* **Challenge**:
Rewrite the rows starting at the line containing "Diagnostic imaging module: highlight the tail" and stopping after the line containing "(223, 433), (279, 486)". Replace "Example format" with "Sample format" and leave everything else unchanged.
— begin Provided records —
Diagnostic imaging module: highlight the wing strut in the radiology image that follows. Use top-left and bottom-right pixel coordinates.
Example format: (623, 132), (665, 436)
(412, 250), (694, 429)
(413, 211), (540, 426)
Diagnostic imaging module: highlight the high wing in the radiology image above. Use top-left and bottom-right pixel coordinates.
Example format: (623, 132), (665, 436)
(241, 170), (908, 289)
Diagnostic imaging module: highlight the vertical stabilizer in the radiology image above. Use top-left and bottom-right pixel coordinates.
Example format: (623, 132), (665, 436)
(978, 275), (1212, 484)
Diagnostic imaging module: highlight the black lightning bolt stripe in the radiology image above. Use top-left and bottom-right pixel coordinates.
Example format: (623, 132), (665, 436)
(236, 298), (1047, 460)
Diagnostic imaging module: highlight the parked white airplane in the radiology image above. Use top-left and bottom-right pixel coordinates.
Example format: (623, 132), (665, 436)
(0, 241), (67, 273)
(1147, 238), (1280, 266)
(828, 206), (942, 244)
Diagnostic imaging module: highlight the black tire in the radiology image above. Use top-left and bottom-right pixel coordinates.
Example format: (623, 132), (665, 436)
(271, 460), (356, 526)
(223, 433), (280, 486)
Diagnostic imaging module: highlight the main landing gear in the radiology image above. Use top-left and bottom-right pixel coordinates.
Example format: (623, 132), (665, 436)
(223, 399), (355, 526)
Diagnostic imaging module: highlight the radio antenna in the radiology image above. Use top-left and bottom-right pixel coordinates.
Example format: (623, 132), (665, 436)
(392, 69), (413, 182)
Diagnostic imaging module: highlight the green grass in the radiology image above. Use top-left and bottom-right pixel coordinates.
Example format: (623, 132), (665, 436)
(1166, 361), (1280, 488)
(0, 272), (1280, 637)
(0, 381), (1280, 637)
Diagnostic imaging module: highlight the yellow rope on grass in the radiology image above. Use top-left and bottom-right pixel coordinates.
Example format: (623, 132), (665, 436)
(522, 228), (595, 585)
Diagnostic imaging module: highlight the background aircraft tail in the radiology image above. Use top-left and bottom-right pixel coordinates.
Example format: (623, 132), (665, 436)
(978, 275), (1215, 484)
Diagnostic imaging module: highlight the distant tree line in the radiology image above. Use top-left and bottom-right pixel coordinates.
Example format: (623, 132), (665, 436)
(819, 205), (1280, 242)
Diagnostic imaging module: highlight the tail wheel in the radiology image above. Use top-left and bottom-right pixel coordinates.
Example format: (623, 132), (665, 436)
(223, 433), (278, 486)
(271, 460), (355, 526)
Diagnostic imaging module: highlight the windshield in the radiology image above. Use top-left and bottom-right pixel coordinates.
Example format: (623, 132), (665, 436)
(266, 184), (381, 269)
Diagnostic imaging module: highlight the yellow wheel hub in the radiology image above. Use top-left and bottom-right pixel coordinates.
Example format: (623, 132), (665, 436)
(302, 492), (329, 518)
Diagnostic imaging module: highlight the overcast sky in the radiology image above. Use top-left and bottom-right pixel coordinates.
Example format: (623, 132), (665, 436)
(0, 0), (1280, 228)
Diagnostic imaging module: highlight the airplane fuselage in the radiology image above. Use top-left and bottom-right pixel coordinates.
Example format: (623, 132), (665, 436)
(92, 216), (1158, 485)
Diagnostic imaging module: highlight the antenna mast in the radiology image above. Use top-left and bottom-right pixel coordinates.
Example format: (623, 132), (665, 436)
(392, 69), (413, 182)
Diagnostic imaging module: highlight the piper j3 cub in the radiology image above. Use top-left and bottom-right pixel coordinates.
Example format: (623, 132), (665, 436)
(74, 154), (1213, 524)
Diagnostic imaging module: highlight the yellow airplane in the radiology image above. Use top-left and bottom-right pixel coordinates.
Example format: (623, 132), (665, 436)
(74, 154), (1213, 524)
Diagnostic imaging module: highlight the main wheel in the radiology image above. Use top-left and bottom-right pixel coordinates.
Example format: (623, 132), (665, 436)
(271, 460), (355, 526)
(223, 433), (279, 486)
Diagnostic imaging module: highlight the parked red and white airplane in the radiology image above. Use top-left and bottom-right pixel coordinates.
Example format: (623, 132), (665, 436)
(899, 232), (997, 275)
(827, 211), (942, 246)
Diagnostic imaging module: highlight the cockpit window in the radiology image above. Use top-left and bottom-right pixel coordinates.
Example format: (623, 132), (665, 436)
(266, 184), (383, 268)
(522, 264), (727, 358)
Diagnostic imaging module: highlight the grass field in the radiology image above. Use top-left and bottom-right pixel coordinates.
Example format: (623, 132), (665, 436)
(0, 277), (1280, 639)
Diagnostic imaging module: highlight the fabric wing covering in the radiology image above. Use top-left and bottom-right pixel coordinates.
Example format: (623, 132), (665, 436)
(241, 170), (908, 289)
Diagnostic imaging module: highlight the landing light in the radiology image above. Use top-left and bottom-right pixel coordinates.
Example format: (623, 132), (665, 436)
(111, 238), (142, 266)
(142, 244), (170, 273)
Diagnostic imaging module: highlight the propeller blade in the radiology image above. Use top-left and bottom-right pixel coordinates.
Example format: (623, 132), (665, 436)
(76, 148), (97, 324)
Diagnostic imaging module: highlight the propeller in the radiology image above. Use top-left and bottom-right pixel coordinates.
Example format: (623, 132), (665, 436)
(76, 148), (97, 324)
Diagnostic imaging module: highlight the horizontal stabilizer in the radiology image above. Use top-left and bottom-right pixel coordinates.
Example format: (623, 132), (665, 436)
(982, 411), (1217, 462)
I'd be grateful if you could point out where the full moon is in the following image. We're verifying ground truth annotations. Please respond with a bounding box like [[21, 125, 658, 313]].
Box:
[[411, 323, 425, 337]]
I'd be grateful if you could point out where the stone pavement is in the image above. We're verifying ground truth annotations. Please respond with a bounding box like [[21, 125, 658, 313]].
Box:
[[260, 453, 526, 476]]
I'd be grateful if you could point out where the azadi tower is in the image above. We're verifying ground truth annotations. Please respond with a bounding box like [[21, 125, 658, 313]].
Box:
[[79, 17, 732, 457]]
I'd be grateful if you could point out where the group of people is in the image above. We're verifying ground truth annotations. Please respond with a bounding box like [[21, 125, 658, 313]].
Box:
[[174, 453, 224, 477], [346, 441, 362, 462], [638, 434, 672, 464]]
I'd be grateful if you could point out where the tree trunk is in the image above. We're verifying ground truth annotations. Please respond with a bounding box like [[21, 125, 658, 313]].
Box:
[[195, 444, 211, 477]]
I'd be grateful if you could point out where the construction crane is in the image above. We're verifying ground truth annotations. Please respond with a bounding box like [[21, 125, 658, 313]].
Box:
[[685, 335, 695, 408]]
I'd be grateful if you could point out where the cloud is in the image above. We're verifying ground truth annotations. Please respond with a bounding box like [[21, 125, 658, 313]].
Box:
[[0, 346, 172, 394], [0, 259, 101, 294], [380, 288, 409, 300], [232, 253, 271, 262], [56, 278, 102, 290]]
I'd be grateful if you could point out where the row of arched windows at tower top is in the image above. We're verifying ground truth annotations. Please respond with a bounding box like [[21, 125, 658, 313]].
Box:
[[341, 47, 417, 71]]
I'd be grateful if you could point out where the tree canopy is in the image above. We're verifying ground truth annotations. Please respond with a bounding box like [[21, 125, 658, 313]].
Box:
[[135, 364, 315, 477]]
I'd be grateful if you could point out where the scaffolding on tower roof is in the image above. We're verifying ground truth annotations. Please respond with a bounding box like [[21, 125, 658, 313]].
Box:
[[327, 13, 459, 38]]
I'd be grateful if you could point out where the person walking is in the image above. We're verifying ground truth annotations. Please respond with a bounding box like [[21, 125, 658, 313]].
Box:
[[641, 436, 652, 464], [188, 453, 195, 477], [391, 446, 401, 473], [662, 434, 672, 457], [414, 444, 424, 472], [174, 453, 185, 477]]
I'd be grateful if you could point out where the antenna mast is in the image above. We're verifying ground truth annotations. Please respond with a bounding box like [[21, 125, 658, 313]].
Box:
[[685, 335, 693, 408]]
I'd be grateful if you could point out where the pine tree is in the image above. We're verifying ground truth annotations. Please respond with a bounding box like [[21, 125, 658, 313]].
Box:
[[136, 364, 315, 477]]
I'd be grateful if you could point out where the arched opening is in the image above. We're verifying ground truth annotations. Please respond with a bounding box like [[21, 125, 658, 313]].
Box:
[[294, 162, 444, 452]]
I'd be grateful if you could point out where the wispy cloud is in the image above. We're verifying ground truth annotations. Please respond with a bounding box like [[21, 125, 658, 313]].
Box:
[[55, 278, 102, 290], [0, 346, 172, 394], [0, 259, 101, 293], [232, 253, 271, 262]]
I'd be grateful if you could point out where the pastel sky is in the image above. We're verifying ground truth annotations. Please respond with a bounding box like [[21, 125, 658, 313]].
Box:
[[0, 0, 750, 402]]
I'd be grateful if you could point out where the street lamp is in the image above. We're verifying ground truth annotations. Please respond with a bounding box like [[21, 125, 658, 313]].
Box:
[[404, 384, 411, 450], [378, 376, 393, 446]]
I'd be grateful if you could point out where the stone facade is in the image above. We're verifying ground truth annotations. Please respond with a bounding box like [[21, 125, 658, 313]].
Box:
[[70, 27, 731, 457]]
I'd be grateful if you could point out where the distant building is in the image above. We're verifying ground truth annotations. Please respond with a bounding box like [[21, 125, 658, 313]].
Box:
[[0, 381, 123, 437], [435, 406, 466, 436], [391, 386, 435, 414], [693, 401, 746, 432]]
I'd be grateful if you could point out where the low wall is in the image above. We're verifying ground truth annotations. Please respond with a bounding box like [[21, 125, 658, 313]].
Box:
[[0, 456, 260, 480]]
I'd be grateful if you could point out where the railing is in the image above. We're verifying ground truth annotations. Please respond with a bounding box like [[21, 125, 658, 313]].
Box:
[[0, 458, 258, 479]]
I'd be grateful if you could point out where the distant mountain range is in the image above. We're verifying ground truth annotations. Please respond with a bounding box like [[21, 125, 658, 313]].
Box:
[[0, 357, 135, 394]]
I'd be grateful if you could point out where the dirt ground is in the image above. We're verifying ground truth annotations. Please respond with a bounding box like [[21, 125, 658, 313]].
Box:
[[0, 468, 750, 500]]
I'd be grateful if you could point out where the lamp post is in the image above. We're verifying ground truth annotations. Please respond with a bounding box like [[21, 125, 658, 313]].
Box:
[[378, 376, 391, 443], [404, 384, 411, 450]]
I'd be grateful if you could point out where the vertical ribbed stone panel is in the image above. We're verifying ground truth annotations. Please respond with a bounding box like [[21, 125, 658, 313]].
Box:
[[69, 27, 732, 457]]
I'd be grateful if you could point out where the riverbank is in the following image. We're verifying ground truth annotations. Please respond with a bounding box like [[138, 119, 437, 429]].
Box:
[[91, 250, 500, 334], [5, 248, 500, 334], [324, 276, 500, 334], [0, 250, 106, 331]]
— end Provided records —
* **Answer for this exercise**:
Diagnostic imaging module: highlight the tail wheel in the radiology image above. Use top-left and bottom-right pixel coordinates.
Sample format: (623, 132), (665, 436)
(223, 433), (278, 486)
(271, 460), (355, 526)
Diagnostic imaging module: highlight the windshield in the radiology image above. Use top-left and bottom-right pixel coordinates.
Sample format: (623, 132), (665, 436)
(266, 184), (381, 269)
Diagnostic imaging module: highlight the yellow wheel hub in the radiology image above. Use top-left and bottom-right pixel coordinates.
Sample format: (623, 132), (665, 436)
(302, 492), (329, 518)
Diagnostic imaging module: highlight the overcast sky in the radiology image above. Use top-left and bottom-right pixel coordinates.
Sample format: (623, 132), (665, 436)
(0, 0), (1280, 228)
Diagnostic imaging module: highlight the airplane fuselage in the radiology image above. Use top-left and bottom-right pixel coordinates.
Sample format: (623, 132), (665, 436)
(92, 216), (1158, 485)
Diagnostic imaging module: highlight the antenna mast in the radiology image above. Use top-left and bottom-right pixel coordinates.
Sample format: (623, 132), (665, 436)
(392, 69), (413, 182)
Diagnostic imaging module: highlight the piper j3 cub in the radiology image above. Use top-left and bottom-right pixel coordinates.
Sample format: (623, 132), (665, 436)
(74, 154), (1213, 524)
Diagnostic imaging module: highlight the yellow airplane in the radiology image above. Use top-left and bottom-right pixel coordinates.
Sample format: (623, 132), (665, 436)
(74, 154), (1213, 524)
Diagnostic imaging module: highlight the main wheel in the radiology image above. Use top-left and bottom-right pixel coordinates.
Sample format: (623, 132), (665, 436)
(271, 460), (355, 526)
(223, 433), (279, 486)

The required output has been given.